Directions for this task: Output the listing below line for line, with no changes, and leave the pictures out.

— start Input rows —

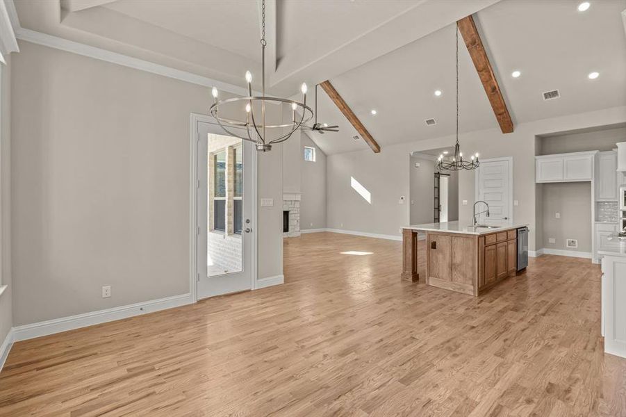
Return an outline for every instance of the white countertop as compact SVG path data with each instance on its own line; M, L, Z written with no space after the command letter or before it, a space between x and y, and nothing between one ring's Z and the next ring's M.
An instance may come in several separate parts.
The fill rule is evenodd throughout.
M605 256L622 256L626 258L626 241L620 242L619 246L605 247L602 250L598 251L598 254Z
M403 229L410 229L418 231L443 231L446 233L459 233L461 234L483 235L497 231L518 229L528 226L527 223L513 223L513 224L503 224L493 228L472 227L470 226L472 222L446 222L444 223L427 223L425 224L411 224L405 226ZM493 224L497 226L496 224Z

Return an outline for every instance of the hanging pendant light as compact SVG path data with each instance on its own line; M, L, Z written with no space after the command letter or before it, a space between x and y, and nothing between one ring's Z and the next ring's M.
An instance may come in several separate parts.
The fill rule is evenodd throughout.
M262 9L262 29L261 38L261 95L252 95L252 74L247 71L245 74L245 80L247 85L248 96L244 97L235 97L225 100L218 100L219 92L215 87L211 90L213 96L213 104L209 109L211 115L222 126L226 133L231 136L236 136L244 140L253 142L256 145L256 149L263 152L272 150L272 145L274 143L280 143L288 139L293 133L304 127L303 124L311 120L313 117L313 112L306 106L306 90L305 83L302 83L300 91L302 93L302 101L296 101L289 99L265 95L265 1L263 0ZM277 111L277 108L280 109L277 111L277 118L282 117L283 106L288 106L291 111L291 120L287 123L281 120L272 122L267 121L265 112L266 103L272 103L278 105L272 106L272 110ZM226 108L229 108L226 109ZM221 110L220 110L221 108ZM258 112L261 109L261 118ZM237 116L224 117L223 113L230 114L239 114Z
M470 157L470 160L463 160L461 145L459 144L459 26L456 26L456 144L454 145L454 154L450 157L439 155L437 159L437 169L443 171L460 171L461 170L475 170L480 165L478 161L478 152Z

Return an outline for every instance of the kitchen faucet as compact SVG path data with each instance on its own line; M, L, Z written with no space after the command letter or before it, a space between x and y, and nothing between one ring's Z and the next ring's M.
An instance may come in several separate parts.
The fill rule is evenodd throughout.
M485 206L487 206L487 209L485 210L485 211L481 211L480 213L476 213L476 204L479 204L479 203L484 203L484 204L485 204ZM482 214L483 213L487 213L487 217L489 217L489 204L487 204L487 202L484 202L483 200L478 200L477 202L476 202L475 203L474 203L474 210L473 210L473 211L474 211L474 226L475 227L475 226L476 226L476 224L478 222L477 221L477 220L476 220L476 216L477 216L477 215L480 215Z

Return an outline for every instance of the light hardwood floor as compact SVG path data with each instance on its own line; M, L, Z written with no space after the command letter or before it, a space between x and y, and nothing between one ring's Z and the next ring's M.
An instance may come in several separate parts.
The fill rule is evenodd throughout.
M626 416L597 265L475 298L401 281L401 249L303 235L283 286L16 343L0 416Z

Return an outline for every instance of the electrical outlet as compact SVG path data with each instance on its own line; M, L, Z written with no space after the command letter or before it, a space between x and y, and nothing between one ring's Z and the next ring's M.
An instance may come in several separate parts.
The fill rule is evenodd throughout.
M568 247L578 247L578 239L567 239L566 246Z

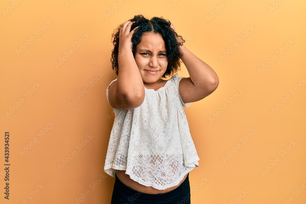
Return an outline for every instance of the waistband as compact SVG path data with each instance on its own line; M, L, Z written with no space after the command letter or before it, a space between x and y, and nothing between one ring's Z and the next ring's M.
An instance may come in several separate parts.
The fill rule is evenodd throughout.
M114 190L115 190L114 188L118 187L120 189L121 193L124 194L128 196L132 197L135 198L138 198L140 199L143 198L152 200L159 200L177 195L178 194L182 192L183 188L185 188L184 187L186 185L188 185L188 187L189 187L189 173L188 173L186 179L183 181L183 183L181 184L181 185L178 186L177 187L171 191L164 193L151 194L138 192L128 186L119 180L116 175ZM116 185L118 185L117 187L116 186Z

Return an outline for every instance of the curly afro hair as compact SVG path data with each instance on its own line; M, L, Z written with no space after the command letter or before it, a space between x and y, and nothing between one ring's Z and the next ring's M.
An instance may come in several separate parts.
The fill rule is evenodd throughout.
M180 58L181 53L180 50L180 45L182 45L185 41L183 37L179 35L174 31L170 27L171 23L170 20L166 20L163 17L154 17L151 20L146 18L142 15L135 16L134 18L129 20L134 22L132 25L131 30L137 26L139 27L136 30L132 38L132 52L135 56L137 45L141 40L141 37L146 33L153 32L159 33L165 41L167 51L167 58L168 64L167 69L162 78L166 78L166 76L171 76L175 73L181 68ZM112 50L112 57L110 61L112 62L113 69L118 75L118 56L119 47L119 32L123 23L121 24L114 31L112 35L112 43L114 49ZM181 42L179 43L177 38L179 38Z

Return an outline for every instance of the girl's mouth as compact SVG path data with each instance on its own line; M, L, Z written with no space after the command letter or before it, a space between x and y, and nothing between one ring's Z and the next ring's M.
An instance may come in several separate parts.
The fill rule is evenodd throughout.
M150 74L156 74L158 72L158 70L145 70L147 72Z

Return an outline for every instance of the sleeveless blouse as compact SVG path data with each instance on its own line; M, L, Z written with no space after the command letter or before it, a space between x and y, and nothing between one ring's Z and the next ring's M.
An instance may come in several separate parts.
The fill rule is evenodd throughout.
M113 107L114 125L104 171L124 170L132 180L164 190L178 185L200 160L179 92L177 73L156 91L145 87L143 102L133 109ZM110 86L106 89L107 100Z

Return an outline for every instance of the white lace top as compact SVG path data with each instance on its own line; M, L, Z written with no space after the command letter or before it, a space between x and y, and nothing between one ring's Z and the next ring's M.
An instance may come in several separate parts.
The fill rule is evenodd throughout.
M115 169L125 170L139 184L163 190L177 185L198 166L183 108L190 103L184 103L179 92L182 78L176 74L156 91L145 88L144 102L136 108L113 108L115 119L104 167L107 173L114 177Z

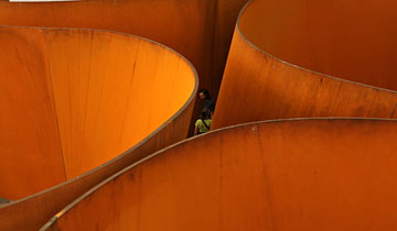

— end Input rows —

Result of this task:
Return an outline for every instance of the white countertop as compact SVG path data with each instance on its own line; M, L, Z written with no space after the command letter or before it, a space between x and y, and nothing between one ring's Z and the next ring's M.
An instance may come in several separate parts.
The fill rule is evenodd throughout.
M605 256L622 256L626 258L626 241L620 242L619 246L605 247L602 250L598 251L598 254Z
M403 229L410 229L418 231L443 231L446 233L459 233L461 234L483 235L497 231L518 229L528 226L527 223L513 223L513 224L503 224L493 228L472 227L470 226L472 222L446 222L444 223L427 223L425 224L411 224L405 226ZM493 224L497 226L496 224Z

Return an outline for every instance of the hanging pendant light as compact SVG path data with each instance on its own line; M, L, Z written with no space after the command letter or before it, a space between x and y, and nothing between one ring's Z and the next ring's M.
An instance may come in several separate parts.
The fill rule is evenodd throughout.
M262 9L262 29L261 38L261 95L252 95L252 74L247 71L245 74L245 80L247 85L248 96L244 97L235 97L225 100L218 100L219 92L215 87L211 90L213 96L213 104L209 109L211 115L222 126L226 133L231 136L236 136L244 140L253 142L256 145L256 149L263 152L272 150L272 145L274 143L280 143L288 139L293 133L304 127L303 124L311 120L313 117L313 112L306 106L306 90L305 83L302 83L300 91L302 93L302 101L296 101L289 99L265 95L265 1L263 0ZM277 111L277 108L280 109L277 111L277 118L282 117L283 106L288 106L291 111L291 120L287 123L281 120L272 122L267 121L265 112L266 103L272 103L278 105L272 106L272 110ZM226 108L229 108L226 109ZM221 110L220 110L221 108ZM258 112L261 109L261 118ZM237 116L224 117L223 113L230 114L239 114Z
M470 157L470 160L463 160L461 145L459 144L459 26L456 26L456 144L454 145L454 154L450 157L439 155L437 159L437 169L443 171L460 171L461 170L475 170L480 165L478 161L478 152Z

Return an outline for every instance of the kitchen faucet as compact SVG path data with each instance on its own line; M, L, Z written with no space after the command letter or before it, a space between x and y, and nothing between one ring's Z and the next ring's M.
An instance may come in several separate parts.
The fill rule is evenodd throughout.
M485 206L487 206L487 209L485 210L485 211L481 211L480 213L476 213L476 204L479 204L479 203L484 203L484 204L485 204ZM482 214L483 213L487 213L487 217L489 217L489 204L487 204L487 202L484 202L483 200L478 200L477 202L476 202L475 203L474 203L474 210L473 210L473 211L474 211L474 226L475 227L475 226L476 226L476 224L478 222L477 221L477 220L476 220L476 216L477 216L477 215L480 215Z

Return an outline for every instance of the light hardwood floor as compact SVG path data with each instance on its own line; M, L, Z written with no space after the command letter or before it, a space between x and y, and nothing between one ring's Z and the next ring's M.
An instance may come in several separate parts.
The fill rule is evenodd throughout.
M626 416L597 265L475 298L401 281L401 249L303 235L283 286L16 343L0 416Z

Return an outline for every instance of the electrical outlet as compact SVG path data with each instance on its own line; M, L, Z written with no space after the command letter or before it, a space between x and y, and nothing between one ring's Z and the next ring's M.
An instance may come in several separate parts.
The fill rule is evenodd throughout.
M568 247L578 247L578 239L567 239L566 246Z

Return an outline for every instance of the waistband as compact SVG path data with each instance on its own line; M, L, Z written with no space after the command letter or before it, a space between x and y, and nothing between one ring's Z and the next ring's M.
An instance may come in several separate parts.
The fill rule is evenodd throughout.
M114 190L115 190L114 188L118 187L120 189L121 193L124 194L128 196L132 197L135 198L138 198L140 199L143 198L152 200L159 200L177 195L178 194L182 192L183 188L185 188L184 187L186 185L188 185L188 187L189 187L189 173L188 173L186 179L183 181L183 183L181 184L181 185L178 186L177 187L171 191L164 193L151 194L138 192L128 186L119 180L116 175ZM116 185L118 185L117 187L116 186Z

Return an outline for every instance of the curly afro hair as compact SVG path data with each instance on its own line; M, L, Z written with no space after the command letter or before it, a space between x and y, and nothing between one ring's Z and the next ring's M.
An instance may come in several separate parts.
The fill rule is evenodd throughout.
M180 58L181 53L180 50L180 45L182 45L185 41L183 37L179 35L174 31L170 27L171 23L170 20L166 20L163 17L154 17L151 20L146 18L142 15L135 16L134 18L129 20L134 22L132 25L131 30L137 26L139 27L136 30L132 38L132 52L135 56L137 45L141 40L141 37L146 33L153 32L159 33L165 41L167 51L167 58L168 64L167 69L162 78L166 78L166 76L171 76L175 73L181 68ZM112 50L112 57L110 61L112 62L113 69L118 75L118 56L119 47L119 32L123 23L121 24L114 31L112 35L112 43L114 49ZM181 42L179 43L177 38L179 38Z

Return an outline for every instance of the girl's mouth as compact SVG path data with each instance on its own line; M, L, Z written with no space after the command letter or before it, a space between x and y, and nothing between one ring's Z and the next ring's M.
An instance may come in several separate parts.
The fill rule is evenodd throughout.
M150 74L156 74L158 72L158 70L145 70L147 72Z

Return an outline for every instance of the sleeveless blouse as compact SVG path data with each instance on its own line; M, L, Z written with no space after the command letter or before it, a space between x and y, and nothing between one ring's Z and the next ring's M.
An instance may come in several separate parts.
The fill rule is evenodd throughout.
M113 107L114 125L104 171L124 170L132 180L164 190L178 185L200 160L179 92L177 73L156 91L145 87L143 102L133 109ZM110 86L106 89L107 100Z

Return an outline for every instance of the white lace top as compact SVG path data with each instance on its own line; M, L, Z written with no space after the command letter or before it, a space between x and y, and nothing between one ring's Z and the next ring's M.
An instance may come in several separate parts.
The fill rule is evenodd throughout.
M115 169L125 170L139 184L163 190L177 185L198 166L183 108L190 103L184 103L179 92L182 78L176 74L156 91L145 88L144 102L136 108L113 108L115 119L104 167L107 173L114 177Z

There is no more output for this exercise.